Sonntag, 26. Juni 2016

Javni Iftar

In meinen vorausgegangen Blogeinträgen hatte ich bereits ein paar mal erwähnt, dass Tuzla zu einem großen Teil muslimisch ist. So kam zu meiner allgemeinen Auslandserfahrung noch die Auseinandersetzung mit dem muslimischen Glauben dazu. Das Bild, das ich von Muslimen durch die deutsche Presse vermittelt bekommen hatte, war nicht unbedingt ein negatives, doch ich kann es auch nicht gerade als positiv bezeichnen. Erst hier vor Ort ist mir aufgefallen, dass sich ohne meine Zustimmung ein Stereotyp des Islams in meinen Kopf geschlichen hatte. Etwas, was ich eigentlich immer vermeiden wollte.
Genau wie es im christlichen Glauben Leute gibt, die vielleicht nur zu Weihnachten und Ostern in der Kirche auftauchen und, die ich deswegen gerne als "U-Bootchristen" bezeichne, gibt es solche Leute auch im muslimischen Glauben. Nicht jeder lebt seinen Glauben auf die gleiche Art. Es gibt verschiedene "Abstufungen".
Normalerweise sollte diese Tatsache nichts sein, was einen überrascht, doch ich muss (leicht beschämt) zugeben, dass genau das für mich der Fall war. Die Medien und meine mangelnde Erfahrung hatten, ohne dass ich es wollte oder bemerkt hätte, eine Denkblockade errichtet.
Erst hier konnte ich diese Blockade durchbrechen. Die Diskussionen, ob und wie der muslimische Glaube in die deutsche Gesellschaft zu intergrieren sei, erschienen mir auf einmal nichtig, angesichts der Tatsache, dass ich in einer Stadt lebte, in der Katholiken, Muslime und Orthodoxe friedlich zusammenleben.
Für mich als eine Person, die vorher nie wirklich in Kontakt mit dem Islam gekommen ist, war das eine unglaublich bereichernde Erfahrung. Nicht nur, weil ich mehr über den Glauben erfahren habe, sondern generell gelernt habe vorsichtig mit medialer Darstellung umzugehen.

» DATENAUSZUG:
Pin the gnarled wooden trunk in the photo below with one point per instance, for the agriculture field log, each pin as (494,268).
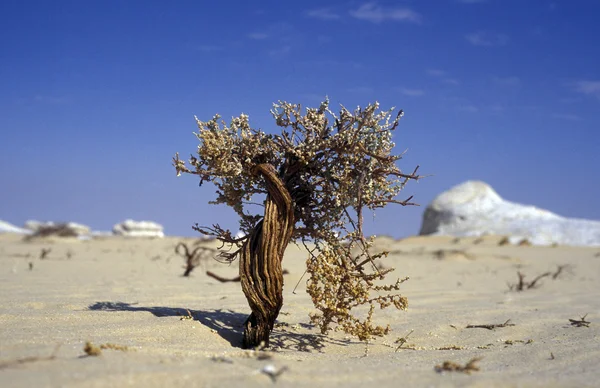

» SCHRIFTLICHE AUFGABE A: Welche Glaubensgruppen leben laut dem Blogeintrag über Tuzla in der Stadt friedlich zusammen?
» SCHRIFTLICHE AUFGABE B: Führe den Blogeintrag über Tuzla nach seinem letzten Satz weiter.

» SCHRIFTLICHE ANTWORT A: Katholiken, Muslime und Orthodoxe.

» SCHRIFTLICHE ANTWORT B:
All das hat schließlich dazu geführt, dass ich ein gewisses Interesse am Ramadan (oder wie man hier in Bosnien sagt: Ramazan) entwickelt habe.
Fasten um das Leiden ärmerer Menschen nachempfinden zu können und sich selbst aufzuzeigen, dass wenn man täglich auf die essentiellen Dinge wie Nahrung und Wasser verzichten kann, man auch auf die überflüßigen Dinge im Leben verzichten kann. Mir gefiel der Gedanke dahinter und so entschied ich mich auch am Fasten teilzunehmen. Ich spreche hier ganz bewusst vom "Fasten", da ich auf die normalerweise mit Ramadan einhergehenden religiösen Aspekte, wie z.B. fünfmal am Tag zu beten, verzichtet habe.
Durch die meisten meiner muslimischen Mitmenschen wurde ich sehr unterstützt. Sie fanden es toll, dass ich Interesse für ihren Glauben zeigte und waren immer gerne bereit, mir etwas zu erklären oder über ihren Glauben zu erzählen.
Viele Leute meinten auch, dass das was ich täte nicht wirklich "Ramadan" sei, da ich nicht betete und gewisse Regeln des Fastens nicht einhielt. Nichtsdestotrotz unterstützten sie meine Entscheidnung zu fasten und verstanden meine Gründe, nicht beten zu wollen.
Alles in allem war Ramadan bis jetzt eine sehr schöne Erfahrung für mich. In den letzten Tagen musste ich es leider gesundheistbedingt unterbrechen, aber für meine letzte Woche hier in Bosnien werde ich noch einmal das Fasten aufnehmen und mein "soziales Experiment" fortsetzen.

Senad, Julian und ich beim Iftar
Was hat nun meine Erfahrung während Ramadan mit "Javni Iftar" zu tun? "Iftar" bezeichnet das Mahl, das man nach Sonnenuntergang isst, wenn man das tägliche Fasten bricht und "javni" ist bosnisch und steht für "öffentlich".
Kurz gesagt; es handelte sich dabei um ein öffentliches Fastenbrechen, dass bei uns in Tuzla stattfand und zu dem Julian und ich von einem meiner Kollegen eingeladen wurden.
Es war eine tolle Erfahrung, so in die muslimische Gemeinschaft eintauchen zu können und den besonderen
Moment des Fastenbrechens nach Sonnenuntergang
mit über 1000 Menschen zu teilen.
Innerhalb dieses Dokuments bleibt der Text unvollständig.